《TAIPEI TIMES》 CECC reports 401 local COVID-19 cases, 13 deaths – 焦點

Minister of Health and Welfare Chen Shih-chung attends a daily news conference at the Central Epidemic Command Center in Taipei yesterday.
Photo: Yan Yuan-ting, Taipei Times

2021/05/28 03:00

By Sherry Hsiao / Staff reporter

The Central Epidemic Command Center (CECC) yesterday reported 401 new domestic cases of COVID-19, 13 deaths and 266 backlogged cases.

Of the newly confirmed local infections, 190 are male and 211 are female, Minister of Health and Welfare Chen Shih-chung (陳時中), who heads the center, said at a daily briefing in Taipei.

They range in age from younger than five to older than 100, while the onset of their symptoms was between April 26 and Wednesday, he said.

New Taipei City had the most locally transmitted cases at 177, followed by Taipei with 130, Taoyuan with 18, Keelung with 15, Kaohsiung with 14, Changhua County with 10, Taichung with seven and Hualien County with six, he said.

Yilan and Hsinchu counties had five cases each, while Taitung County had four cases and Pingtung County had three, he said.

Chiayi City and Lienchiang County had two cases each, while Miaoli, Nantou and Yunlin counties each had one case, he said.

Of the backlogged cases, 140 are male and 126 are female, Chen said.

They range in age from younger than five to older than 90, while the onset of their symptoms was from May 15 to Wednesday, he said.

New Taipei City had the most backlogged cases at 146, followed by Taipei with 101, he said.

Yilan County had five cases, Taoyuan had four and Keelung had two cases, he said.

Changhua County and Taichung each had three cases, while Chiayi City and Tainan each had one, he added.

The CECC yesterday recorded 13 deaths, the highest number in a single day since the pandemic began. The previous record of 11 deaths was reported on Wednesday.

The deaths reported yesterday, all of whom were Taiwanese, included two women in their 90s, five men in their 70s, three men in their 60s, a man in his 50s and a woman in her 40s, the center said.

Eight of the people who died had recently been in Taipei’s Wanhua District (萬華), while two had been contacts of confirmed cases, it added.

Among the deaths, eight had a history of chronic diseases, including hypertension, heart disease, diabetes, asthma and hyperlipidemia, the center said.

One of the cases had undergone hemodialysis and another had a medical history of aortic dissection, it added.

The center also reported four new imported cases of COVID-19 — two arrivals from India and two from the Philippines.

In related news, the Coast Guard Administration yesterday confirmed media reports that one of its members stationed on Itu Aba Island (Taiping Island, 太平島) had tested positive for the virus.

However, as medical facilities on the island, about 1,600km from Taiwan proper, were not able to confirm the diagnosis, the person would be transported to Taiwan proper for further testing, the administration added.

A patrol vessel named Chiayi had arrived yesterday and was expected to return with the suspected case over the weekend, it said.

The 4,000-tonne vessel is equipped with negative-pressure isolation wards and military doctors, the administration said, adding that the vessel was on a mission and the voyage was not to transport the person specifically.

The coast guard has not reported any confirmed cases so far, it added.

As of yesterday, the nation had recorded 6,761 confirmed cases of COVID-19 — including 1,124 imported cases and 5,584 local infections — and 59 deaths, center data showed.

From April 20 to Wednesday, 210 students were confirmed with COVID-19, according to data released by the Ministry of Education.

A nationwide level 3 COVID-19 alert from May 19 is in effect until June 14.

## TASK PROMPT
Reproduce the news report on Taiwan's COVID-19 cases word for word, from "The CECC yesterday" up to and including "40s, the center said.".

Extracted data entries
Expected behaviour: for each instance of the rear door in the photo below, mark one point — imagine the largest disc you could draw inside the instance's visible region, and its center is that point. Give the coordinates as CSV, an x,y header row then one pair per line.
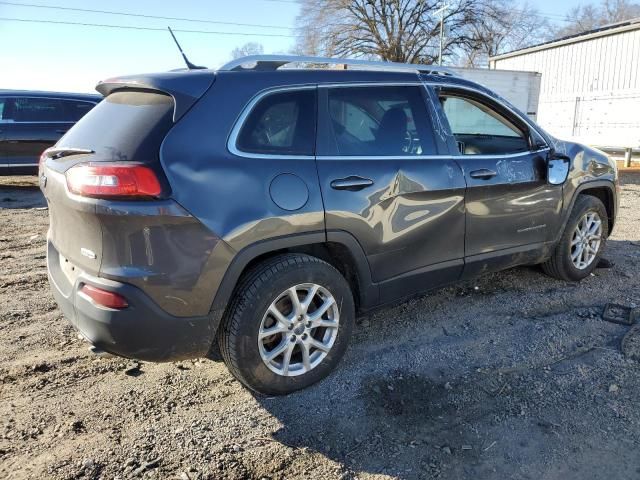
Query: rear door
x,y
511,210
385,182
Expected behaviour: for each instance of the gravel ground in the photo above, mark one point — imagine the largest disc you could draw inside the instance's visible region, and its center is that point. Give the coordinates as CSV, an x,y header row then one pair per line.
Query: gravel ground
x,y
512,376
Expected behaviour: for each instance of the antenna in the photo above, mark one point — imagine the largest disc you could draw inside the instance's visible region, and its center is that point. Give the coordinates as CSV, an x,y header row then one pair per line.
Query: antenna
x,y
190,65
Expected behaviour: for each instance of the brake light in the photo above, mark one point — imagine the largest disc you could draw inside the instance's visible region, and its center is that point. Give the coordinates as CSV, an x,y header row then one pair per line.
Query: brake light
x,y
108,181
104,297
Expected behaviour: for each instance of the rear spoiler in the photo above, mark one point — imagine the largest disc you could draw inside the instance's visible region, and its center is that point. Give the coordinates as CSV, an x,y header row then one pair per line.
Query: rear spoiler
x,y
186,86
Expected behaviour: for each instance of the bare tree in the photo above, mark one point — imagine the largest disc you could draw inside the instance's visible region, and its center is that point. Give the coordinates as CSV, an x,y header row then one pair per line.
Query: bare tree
x,y
590,16
392,30
251,48
503,28
409,30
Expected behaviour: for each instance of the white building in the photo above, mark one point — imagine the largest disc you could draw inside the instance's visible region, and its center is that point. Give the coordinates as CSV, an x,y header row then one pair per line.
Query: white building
x,y
590,89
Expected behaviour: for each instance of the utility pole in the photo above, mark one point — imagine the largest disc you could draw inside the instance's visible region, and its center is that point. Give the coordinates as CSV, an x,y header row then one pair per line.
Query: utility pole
x,y
441,11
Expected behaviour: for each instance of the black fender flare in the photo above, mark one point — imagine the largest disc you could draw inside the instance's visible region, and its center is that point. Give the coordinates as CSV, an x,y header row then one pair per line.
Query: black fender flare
x,y
609,184
368,291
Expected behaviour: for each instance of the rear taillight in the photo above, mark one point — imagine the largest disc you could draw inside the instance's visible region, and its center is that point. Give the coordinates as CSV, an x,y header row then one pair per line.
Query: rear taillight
x,y
105,298
108,181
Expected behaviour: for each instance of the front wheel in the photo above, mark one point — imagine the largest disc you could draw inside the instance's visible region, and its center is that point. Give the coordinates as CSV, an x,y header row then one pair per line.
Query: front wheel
x,y
577,253
288,325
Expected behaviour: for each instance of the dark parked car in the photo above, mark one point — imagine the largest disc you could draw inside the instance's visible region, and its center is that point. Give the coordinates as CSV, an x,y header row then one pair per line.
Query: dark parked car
x,y
261,208
31,121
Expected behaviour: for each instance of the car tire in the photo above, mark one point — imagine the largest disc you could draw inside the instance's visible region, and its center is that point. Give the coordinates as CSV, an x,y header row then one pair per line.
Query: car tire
x,y
563,264
264,301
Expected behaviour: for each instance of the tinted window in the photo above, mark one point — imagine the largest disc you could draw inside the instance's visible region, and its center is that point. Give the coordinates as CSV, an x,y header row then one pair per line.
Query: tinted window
x,y
281,123
479,129
126,125
75,110
380,121
3,112
38,110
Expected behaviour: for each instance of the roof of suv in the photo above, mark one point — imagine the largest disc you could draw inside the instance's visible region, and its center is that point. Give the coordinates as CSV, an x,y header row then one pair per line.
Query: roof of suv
x,y
44,94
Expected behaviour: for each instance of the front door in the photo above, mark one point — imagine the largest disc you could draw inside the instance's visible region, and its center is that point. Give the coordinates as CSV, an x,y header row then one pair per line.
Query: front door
x,y
384,182
511,210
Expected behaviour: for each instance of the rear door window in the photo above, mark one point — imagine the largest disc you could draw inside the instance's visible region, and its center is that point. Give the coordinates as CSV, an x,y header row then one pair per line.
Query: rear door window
x,y
281,123
380,121
481,130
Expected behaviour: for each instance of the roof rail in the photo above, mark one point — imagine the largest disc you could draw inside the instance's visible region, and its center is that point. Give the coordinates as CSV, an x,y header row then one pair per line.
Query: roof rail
x,y
273,62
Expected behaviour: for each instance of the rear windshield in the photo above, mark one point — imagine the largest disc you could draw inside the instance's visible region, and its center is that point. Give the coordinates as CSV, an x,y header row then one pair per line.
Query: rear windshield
x,y
127,125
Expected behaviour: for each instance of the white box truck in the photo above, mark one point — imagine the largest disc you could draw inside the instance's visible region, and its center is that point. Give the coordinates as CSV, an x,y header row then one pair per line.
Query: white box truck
x,y
522,89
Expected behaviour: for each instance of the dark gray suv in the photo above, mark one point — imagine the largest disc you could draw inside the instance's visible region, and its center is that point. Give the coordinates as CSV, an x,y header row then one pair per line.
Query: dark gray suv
x,y
261,207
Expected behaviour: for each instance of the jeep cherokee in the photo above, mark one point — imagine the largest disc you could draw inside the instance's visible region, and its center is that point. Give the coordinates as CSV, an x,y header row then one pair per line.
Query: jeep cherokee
x,y
260,207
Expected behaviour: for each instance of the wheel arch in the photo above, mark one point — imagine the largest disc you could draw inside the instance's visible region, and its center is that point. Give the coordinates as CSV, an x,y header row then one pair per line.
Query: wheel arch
x,y
340,249
601,189
606,196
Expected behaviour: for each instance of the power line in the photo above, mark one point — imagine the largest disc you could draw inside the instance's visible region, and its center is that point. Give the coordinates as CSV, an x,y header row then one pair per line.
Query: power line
x,y
141,15
128,27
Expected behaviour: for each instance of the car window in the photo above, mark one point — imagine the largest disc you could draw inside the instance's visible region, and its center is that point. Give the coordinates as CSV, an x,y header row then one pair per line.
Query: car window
x,y
75,110
281,123
32,109
380,121
481,130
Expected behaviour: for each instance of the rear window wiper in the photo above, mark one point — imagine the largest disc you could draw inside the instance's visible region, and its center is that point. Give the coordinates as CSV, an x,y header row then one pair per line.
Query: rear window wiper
x,y
66,152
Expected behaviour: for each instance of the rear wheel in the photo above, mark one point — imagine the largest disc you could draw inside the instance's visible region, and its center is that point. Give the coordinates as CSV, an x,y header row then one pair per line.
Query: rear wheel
x,y
288,325
577,253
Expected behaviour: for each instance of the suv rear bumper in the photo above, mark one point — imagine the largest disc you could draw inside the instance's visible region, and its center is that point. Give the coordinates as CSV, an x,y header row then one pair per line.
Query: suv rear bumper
x,y
142,330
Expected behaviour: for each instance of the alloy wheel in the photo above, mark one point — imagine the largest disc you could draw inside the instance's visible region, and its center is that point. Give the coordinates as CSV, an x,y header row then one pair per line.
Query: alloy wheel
x,y
586,240
298,329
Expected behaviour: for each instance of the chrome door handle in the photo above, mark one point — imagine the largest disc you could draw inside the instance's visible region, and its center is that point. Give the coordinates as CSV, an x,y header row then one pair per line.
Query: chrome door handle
x,y
352,183
483,173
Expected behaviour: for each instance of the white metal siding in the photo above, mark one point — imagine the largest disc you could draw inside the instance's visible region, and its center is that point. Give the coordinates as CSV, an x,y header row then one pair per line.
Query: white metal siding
x,y
590,90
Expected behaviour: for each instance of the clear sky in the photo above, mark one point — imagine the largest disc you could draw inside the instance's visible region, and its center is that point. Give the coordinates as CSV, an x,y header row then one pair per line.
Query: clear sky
x,y
50,56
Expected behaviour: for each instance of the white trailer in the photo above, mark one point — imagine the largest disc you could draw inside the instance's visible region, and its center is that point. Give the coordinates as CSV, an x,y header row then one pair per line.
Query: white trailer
x,y
520,88
590,85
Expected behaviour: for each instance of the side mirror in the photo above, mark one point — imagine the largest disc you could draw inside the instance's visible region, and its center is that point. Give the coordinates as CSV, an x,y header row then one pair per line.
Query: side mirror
x,y
557,167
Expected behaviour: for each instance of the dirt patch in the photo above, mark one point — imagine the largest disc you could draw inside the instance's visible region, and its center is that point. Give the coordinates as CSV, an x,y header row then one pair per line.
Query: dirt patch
x,y
514,375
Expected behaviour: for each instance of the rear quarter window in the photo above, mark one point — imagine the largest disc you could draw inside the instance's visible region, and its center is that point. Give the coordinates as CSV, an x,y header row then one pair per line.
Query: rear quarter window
x,y
127,125
74,110
280,123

## ANSWER BELOW
The CECC yesterday recorded 13 deaths, the highest number in a single day since the pandemic began. The previous record of 11 deaths was reported on Wednesday.

The deaths reported yesterday, all of whom were Taiwanese, included two women in their 90s, five men in their 70s, three men in their 60s, a man in his 50s and a woman in her 40s, the center said.